## Problem to solve
Could you write out every entry exactly as it stands?

(Natural language region descriptions)
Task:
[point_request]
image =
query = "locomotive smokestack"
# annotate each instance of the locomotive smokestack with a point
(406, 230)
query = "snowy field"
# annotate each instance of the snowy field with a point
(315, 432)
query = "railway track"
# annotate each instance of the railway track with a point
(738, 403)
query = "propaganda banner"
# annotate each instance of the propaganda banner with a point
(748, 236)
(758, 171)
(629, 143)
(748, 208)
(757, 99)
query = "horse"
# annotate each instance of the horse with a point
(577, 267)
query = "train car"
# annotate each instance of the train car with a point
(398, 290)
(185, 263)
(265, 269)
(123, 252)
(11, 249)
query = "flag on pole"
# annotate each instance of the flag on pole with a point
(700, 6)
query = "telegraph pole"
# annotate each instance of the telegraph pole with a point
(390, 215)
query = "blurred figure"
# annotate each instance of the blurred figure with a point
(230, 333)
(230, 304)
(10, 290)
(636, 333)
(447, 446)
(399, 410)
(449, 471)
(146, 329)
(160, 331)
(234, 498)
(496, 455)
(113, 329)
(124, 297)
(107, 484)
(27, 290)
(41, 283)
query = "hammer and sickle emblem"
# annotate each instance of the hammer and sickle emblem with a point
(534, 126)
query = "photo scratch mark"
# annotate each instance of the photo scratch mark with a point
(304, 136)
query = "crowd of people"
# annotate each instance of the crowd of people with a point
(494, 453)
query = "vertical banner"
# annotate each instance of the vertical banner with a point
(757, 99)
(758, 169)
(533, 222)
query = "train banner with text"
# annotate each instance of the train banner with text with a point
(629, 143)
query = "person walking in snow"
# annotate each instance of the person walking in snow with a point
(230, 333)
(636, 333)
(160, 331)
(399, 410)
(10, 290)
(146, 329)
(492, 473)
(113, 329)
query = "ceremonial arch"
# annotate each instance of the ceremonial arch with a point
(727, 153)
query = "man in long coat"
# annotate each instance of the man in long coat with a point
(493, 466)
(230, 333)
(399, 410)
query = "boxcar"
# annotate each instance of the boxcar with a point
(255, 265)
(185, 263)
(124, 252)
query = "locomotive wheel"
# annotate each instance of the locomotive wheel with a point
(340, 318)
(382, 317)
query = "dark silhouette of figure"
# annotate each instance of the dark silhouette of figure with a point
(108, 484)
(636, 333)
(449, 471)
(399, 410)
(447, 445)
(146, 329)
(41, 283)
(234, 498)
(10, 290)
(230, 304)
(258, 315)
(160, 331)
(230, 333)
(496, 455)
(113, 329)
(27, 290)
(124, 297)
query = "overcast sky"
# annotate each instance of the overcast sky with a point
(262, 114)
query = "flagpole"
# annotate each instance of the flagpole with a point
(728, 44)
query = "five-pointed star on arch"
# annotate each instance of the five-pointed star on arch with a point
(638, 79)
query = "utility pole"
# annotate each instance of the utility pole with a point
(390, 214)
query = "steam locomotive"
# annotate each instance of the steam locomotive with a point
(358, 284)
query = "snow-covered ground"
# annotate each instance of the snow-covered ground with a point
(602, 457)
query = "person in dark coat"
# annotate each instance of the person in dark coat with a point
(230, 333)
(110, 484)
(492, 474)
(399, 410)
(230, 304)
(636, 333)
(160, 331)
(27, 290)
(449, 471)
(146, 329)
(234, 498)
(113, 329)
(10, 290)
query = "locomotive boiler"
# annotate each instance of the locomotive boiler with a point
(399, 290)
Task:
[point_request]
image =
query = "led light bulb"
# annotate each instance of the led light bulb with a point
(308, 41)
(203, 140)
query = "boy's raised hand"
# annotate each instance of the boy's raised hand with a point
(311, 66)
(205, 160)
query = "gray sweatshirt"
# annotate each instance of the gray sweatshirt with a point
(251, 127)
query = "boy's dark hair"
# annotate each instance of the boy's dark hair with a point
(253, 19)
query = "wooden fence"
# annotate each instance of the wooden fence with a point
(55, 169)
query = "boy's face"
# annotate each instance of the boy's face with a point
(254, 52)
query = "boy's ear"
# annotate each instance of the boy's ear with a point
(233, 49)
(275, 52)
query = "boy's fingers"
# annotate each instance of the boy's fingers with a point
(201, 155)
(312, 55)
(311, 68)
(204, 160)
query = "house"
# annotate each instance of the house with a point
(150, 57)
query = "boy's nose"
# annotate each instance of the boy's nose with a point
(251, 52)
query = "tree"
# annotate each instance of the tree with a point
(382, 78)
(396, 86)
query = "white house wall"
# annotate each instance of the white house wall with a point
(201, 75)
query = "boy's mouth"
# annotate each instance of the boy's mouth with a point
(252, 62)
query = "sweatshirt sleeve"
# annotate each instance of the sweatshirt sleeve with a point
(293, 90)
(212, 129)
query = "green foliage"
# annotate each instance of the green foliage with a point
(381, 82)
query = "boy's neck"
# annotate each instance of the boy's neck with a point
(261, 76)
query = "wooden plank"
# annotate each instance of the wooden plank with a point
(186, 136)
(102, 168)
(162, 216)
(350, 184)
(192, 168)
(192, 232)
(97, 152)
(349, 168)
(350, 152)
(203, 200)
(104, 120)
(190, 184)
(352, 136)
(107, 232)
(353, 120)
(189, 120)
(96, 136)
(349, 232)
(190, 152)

## Response
Task:
[point_request]
image =
query = "locomotive smokestack"
# annotate each instance of the locomotive smokestack with a point
(406, 230)
query = "snowy field"
# annotate each instance of the snowy field with a point
(315, 432)
query = "railway track"
# annotate each instance of the railway track with a point
(738, 403)
query = "propaganda banner"
# annotate each instance of the propaganda banner with a point
(748, 236)
(758, 171)
(629, 143)
(748, 208)
(757, 99)
query = "horse"
# annotate each instance of the horse with a point
(577, 267)
query = "train car"
# annotate each instance of the train car with a point
(398, 290)
(185, 263)
(265, 269)
(123, 252)
(11, 249)
query = "flag on pole"
# annotate each instance of the flag on pole with a point
(700, 6)
query = "telegraph pole"
# annotate each instance of the telegraph pole with a point
(390, 215)
query = "blurred figure"
# annotate each instance of the blurred figure with a point
(230, 333)
(230, 304)
(10, 290)
(636, 333)
(447, 446)
(399, 410)
(449, 471)
(146, 329)
(160, 331)
(234, 498)
(496, 455)
(113, 329)
(124, 297)
(107, 484)
(27, 290)
(41, 283)
query = "hammer and sickle emblem"
# annotate each instance of the hammer and sickle emblem with a point
(534, 126)
query = "photo scratch mark"
# annotate each instance of the photo scratch mark with a point
(304, 136)
query = "crowd of people"
# annotate each instance of the crowd of people with a point
(494, 453)
query = "vertical banner"
# annotate each instance of the vertical banner with a point
(757, 99)
(758, 169)
(533, 222)
query = "train banner with text"
# annotate each instance of the train banner with text with a point
(629, 143)
query = "person walking in snow"
# annotate each instance of the person walking in snow with a point
(230, 333)
(636, 333)
(160, 331)
(399, 410)
(10, 290)
(146, 329)
(492, 473)
(113, 329)
query = "ceremonial arch"
# annotate each instance of the ceremonial arch with a point
(727, 153)
query = "man in long coat"
# annotate each instance of the man in long coat with a point
(493, 466)
(230, 333)
(399, 410)
query = "boxcar"
# annotate each instance of the boxcar with a point
(255, 265)
(185, 263)
(124, 252)
query = "locomotive wheel"
# annotate each instance of the locomotive wheel with a point
(340, 318)
(382, 317)
query = "dark silhouette of figure"
# annotate each instance of the dark silhouette of figure with a point
(108, 484)
(636, 333)
(449, 471)
(399, 410)
(447, 445)
(146, 329)
(41, 283)
(234, 498)
(10, 290)
(230, 304)
(258, 315)
(160, 331)
(230, 333)
(496, 455)
(113, 329)
(27, 290)
(124, 297)
query = "overcast sky"
# annotate each instance of the overcast sky with a point
(262, 114)
query = "flagpole"
# annotate each instance of the flagpole with a point
(728, 44)
query = "five-pointed star on arch"
# annotate each instance of the five-pointed star on arch with a point
(638, 79)
query = "utility pole"
# annotate each instance of the utility pole with a point
(390, 214)
query = "steam locomotive"
# annotate each instance of the steam locomotive with a point
(358, 284)
query = "snow-covered ground"
# annotate each instance of the snow-covered ground with a point
(602, 457)
query = "person in dark coat"
# annotate each instance of the person in dark coat with a point
(230, 333)
(110, 484)
(492, 474)
(399, 410)
(230, 304)
(636, 333)
(160, 331)
(27, 290)
(449, 471)
(146, 329)
(234, 498)
(113, 329)
(10, 290)
query = "locomotive boiler"
# annotate each instance of the locomotive boiler with a point
(399, 290)
Task:
[point_request]
image =
query = "led light bulb"
# annotate each instance of the led light bulb with a point
(308, 41)
(203, 140)
query = "boy's raised hand"
# annotate each instance of the boy's raised hand with a point
(311, 66)
(205, 160)
query = "gray sweatshirt"
# annotate each instance of the gray sweatshirt with a point
(251, 127)
query = "boy's dark hair"
# annotate each instance of the boy's dark hair with a point
(253, 19)
query = "wooden fence"
# annotate each instance of the wooden fence with a point
(55, 169)
query = "boy's face"
# annotate each instance of the boy's face with a point
(254, 52)
query = "boy's ear"
# annotate each instance of the boy's ear with a point
(233, 49)
(275, 52)
query = "boy's fingers"
# annotate each instance of the boy's fingers with a point
(201, 155)
(312, 55)
(311, 68)
(204, 160)
query = "house"
# annotate each instance of the house with a point
(150, 57)
query = "boy's nose"
# annotate each instance of the boy's nose with a point
(251, 52)
query = "tree"
# annotate each instance of the tree with a point
(382, 78)
(396, 86)
query = "white house wall"
# annotate each instance of the white house wall with a point
(201, 75)
query = "boy's mouth"
# annotate each instance of the boy's mouth with a point
(252, 62)
query = "sweatshirt sleeve"
# annotate each instance of the sweatshirt sleeve with a point
(293, 90)
(212, 129)
query = "green foliage"
# annotate each instance of the green foliage with a point
(381, 82)
query = "boy's neck"
# annotate each instance of the boy's neck with a point
(261, 76)
query = "wooden plank"
# annotate each instance of the wooden plank with a point
(186, 136)
(102, 168)
(162, 216)
(350, 184)
(192, 168)
(192, 232)
(97, 152)
(349, 168)
(350, 152)
(203, 200)
(104, 120)
(190, 184)
(352, 136)
(107, 232)
(353, 120)
(189, 120)
(96, 136)
(349, 232)
(190, 152)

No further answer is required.